What to work on
The data should be transcribed in its entirety, word for word.

[Record excerpts]

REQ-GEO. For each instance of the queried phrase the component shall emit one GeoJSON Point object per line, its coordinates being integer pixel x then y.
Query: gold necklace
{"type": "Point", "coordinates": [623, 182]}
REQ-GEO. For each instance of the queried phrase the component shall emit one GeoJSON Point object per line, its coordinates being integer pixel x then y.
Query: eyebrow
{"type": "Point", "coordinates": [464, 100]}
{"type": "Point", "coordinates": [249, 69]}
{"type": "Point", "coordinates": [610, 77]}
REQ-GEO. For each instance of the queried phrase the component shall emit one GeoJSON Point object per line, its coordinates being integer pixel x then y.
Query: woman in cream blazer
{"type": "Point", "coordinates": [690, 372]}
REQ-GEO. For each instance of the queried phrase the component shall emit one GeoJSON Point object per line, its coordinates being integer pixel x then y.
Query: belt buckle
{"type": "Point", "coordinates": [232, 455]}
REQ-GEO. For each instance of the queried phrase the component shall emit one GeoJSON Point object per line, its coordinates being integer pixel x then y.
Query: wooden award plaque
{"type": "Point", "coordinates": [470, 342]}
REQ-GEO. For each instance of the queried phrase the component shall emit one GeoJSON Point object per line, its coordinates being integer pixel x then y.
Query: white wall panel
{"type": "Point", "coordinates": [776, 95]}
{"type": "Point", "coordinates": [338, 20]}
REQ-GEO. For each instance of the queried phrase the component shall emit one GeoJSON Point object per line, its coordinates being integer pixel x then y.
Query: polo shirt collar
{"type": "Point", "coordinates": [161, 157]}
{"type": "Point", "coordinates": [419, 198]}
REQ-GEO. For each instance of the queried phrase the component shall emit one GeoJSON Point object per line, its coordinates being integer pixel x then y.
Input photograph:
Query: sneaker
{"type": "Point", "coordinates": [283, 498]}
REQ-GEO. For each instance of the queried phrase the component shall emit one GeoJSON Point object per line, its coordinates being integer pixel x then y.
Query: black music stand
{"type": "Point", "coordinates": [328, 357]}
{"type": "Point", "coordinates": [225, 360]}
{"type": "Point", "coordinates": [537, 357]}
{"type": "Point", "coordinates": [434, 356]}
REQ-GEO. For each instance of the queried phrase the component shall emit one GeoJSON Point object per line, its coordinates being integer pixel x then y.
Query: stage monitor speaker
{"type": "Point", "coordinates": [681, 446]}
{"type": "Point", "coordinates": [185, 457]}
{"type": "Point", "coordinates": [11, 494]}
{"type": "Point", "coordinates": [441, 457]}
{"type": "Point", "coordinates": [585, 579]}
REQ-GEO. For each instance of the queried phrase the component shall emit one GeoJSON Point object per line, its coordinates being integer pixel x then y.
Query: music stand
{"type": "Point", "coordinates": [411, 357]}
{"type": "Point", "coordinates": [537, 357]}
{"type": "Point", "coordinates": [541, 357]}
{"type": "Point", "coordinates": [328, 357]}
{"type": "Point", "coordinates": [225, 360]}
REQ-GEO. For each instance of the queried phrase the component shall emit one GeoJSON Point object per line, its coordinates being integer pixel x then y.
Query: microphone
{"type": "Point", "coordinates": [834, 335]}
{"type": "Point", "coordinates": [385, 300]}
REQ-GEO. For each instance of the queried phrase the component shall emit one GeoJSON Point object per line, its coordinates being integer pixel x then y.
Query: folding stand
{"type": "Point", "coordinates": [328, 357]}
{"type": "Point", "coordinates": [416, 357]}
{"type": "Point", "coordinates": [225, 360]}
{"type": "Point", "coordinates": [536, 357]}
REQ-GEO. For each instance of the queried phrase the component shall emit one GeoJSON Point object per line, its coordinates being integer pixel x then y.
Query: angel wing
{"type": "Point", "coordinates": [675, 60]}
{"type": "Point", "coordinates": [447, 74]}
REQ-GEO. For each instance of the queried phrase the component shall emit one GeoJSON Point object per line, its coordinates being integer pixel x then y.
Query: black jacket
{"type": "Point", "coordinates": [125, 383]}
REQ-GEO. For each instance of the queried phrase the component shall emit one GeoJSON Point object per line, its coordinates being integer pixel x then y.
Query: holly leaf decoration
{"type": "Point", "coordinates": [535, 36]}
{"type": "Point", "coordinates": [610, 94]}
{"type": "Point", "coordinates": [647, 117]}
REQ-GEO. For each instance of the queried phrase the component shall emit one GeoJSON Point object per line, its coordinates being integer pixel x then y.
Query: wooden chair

[/Record excerpts]

Solution to this problem
REQ-GEO. For each instance of the queried phrase the component shall emit one GeoJSON Point object per line, its coordinates being integer pixel x then y.
Query: gold necklace
{"type": "Point", "coordinates": [623, 182]}
REQ-GEO. For each instance of the queried phrase the component shall emit one GeoJSON Point object per line, its coordinates being integer pixel x then y.
Query: eyebrow
{"type": "Point", "coordinates": [464, 100]}
{"type": "Point", "coordinates": [249, 69]}
{"type": "Point", "coordinates": [610, 77]}
REQ-GEO. For each instance of the queried phrase the component shall emit one GeoJSON Point object per line, its coordinates being integer pixel x then y.
Query: woman in cream blazer
{"type": "Point", "coordinates": [690, 372]}
REQ-GEO. For each instance of the queried phrase the component shall emit one GeoJSON Point object per line, its coordinates being integer pixel x then y.
Query: belt buckle
{"type": "Point", "coordinates": [232, 455]}
REQ-GEO. For each instance of the queried phrase the component shall emit one GeoJSON Point object per line, its coordinates being integer pixel x then y.
Query: wooden award plaque
{"type": "Point", "coordinates": [470, 342]}
REQ-GEO. For each instance of the queried phrase the component shall emit one GeoJSON Point object per line, its coordinates being integer pixel x then y.
Query: white wall panel
{"type": "Point", "coordinates": [776, 95]}
{"type": "Point", "coordinates": [338, 20]}
REQ-GEO. For each instance of the queried phrase the component shall emit one GeoJSON Point object per line, its coordinates being integer pixel x then y.
Query: polo shirt collar
{"type": "Point", "coordinates": [161, 157]}
{"type": "Point", "coordinates": [419, 198]}
REQ-GEO. For each instance of the queried phrase the component shall emit one GeoJSON Point object per line, its coordinates being integer pixel x then y.
Input photograph:
Query: sneaker
{"type": "Point", "coordinates": [283, 498]}
REQ-GEO. For each instance of the queried phrase the component shall emit one GeoJSON Point object per line, its coordinates being integer pixel x then y.
Query: black music stand
{"type": "Point", "coordinates": [328, 357]}
{"type": "Point", "coordinates": [225, 360]}
{"type": "Point", "coordinates": [537, 357]}
{"type": "Point", "coordinates": [434, 356]}
REQ-GEO. For each instance of the queried phrase the component shall emit one GeoJSON Point object per line, its coordinates being integer pixel x then y.
Query: stage monitor speaker
{"type": "Point", "coordinates": [681, 446]}
{"type": "Point", "coordinates": [185, 457]}
{"type": "Point", "coordinates": [11, 494]}
{"type": "Point", "coordinates": [441, 457]}
{"type": "Point", "coordinates": [585, 579]}
REQ-GEO. For each instance of the queried phrase the component shall emit one GeoJSON Point object per line, its coordinates being integer pixel x then y.
Query: music stand
{"type": "Point", "coordinates": [411, 357]}
{"type": "Point", "coordinates": [537, 357]}
{"type": "Point", "coordinates": [541, 357]}
{"type": "Point", "coordinates": [328, 357]}
{"type": "Point", "coordinates": [225, 360]}
REQ-GEO. For each instance of the queried phrase the component shall emit one GeoJSON Point object per line, its coordinates being integer pixel x then y.
Query: microphone
{"type": "Point", "coordinates": [834, 335]}
{"type": "Point", "coordinates": [385, 300]}
REQ-GEO. For each instance of the queried phrase the component shall emit one GeoJSON Point object per line, its coordinates being integer pixel x then y.
Query: folding stand
{"type": "Point", "coordinates": [328, 357]}
{"type": "Point", "coordinates": [416, 357]}
{"type": "Point", "coordinates": [225, 360]}
{"type": "Point", "coordinates": [536, 357]}
REQ-GEO. For each instance of the queried phrase the component shall emit one GeoJSON Point object per line, its coordinates being integer pixel x then y.
Query: angel wing
{"type": "Point", "coordinates": [675, 60]}
{"type": "Point", "coordinates": [447, 74]}
REQ-GEO. For each instance of the queried phrase the component shall emit one GeoJSON Point object per line, its coordinates being integer pixel x then y.
Query: black jacket
{"type": "Point", "coordinates": [125, 383]}
REQ-GEO. For each instance of the queried phrase the component shall emit one GeoJSON Point object per line, its coordinates being integer pixel x then y.
Query: holly leaf decoration
{"type": "Point", "coordinates": [535, 36]}
{"type": "Point", "coordinates": [610, 94]}
{"type": "Point", "coordinates": [647, 117]}
REQ-GEO. For each instance of the queried phrase the component shall emit one GeoJSON Point object per line, its coordinates being integer pixel x then y.
Query: wooden chair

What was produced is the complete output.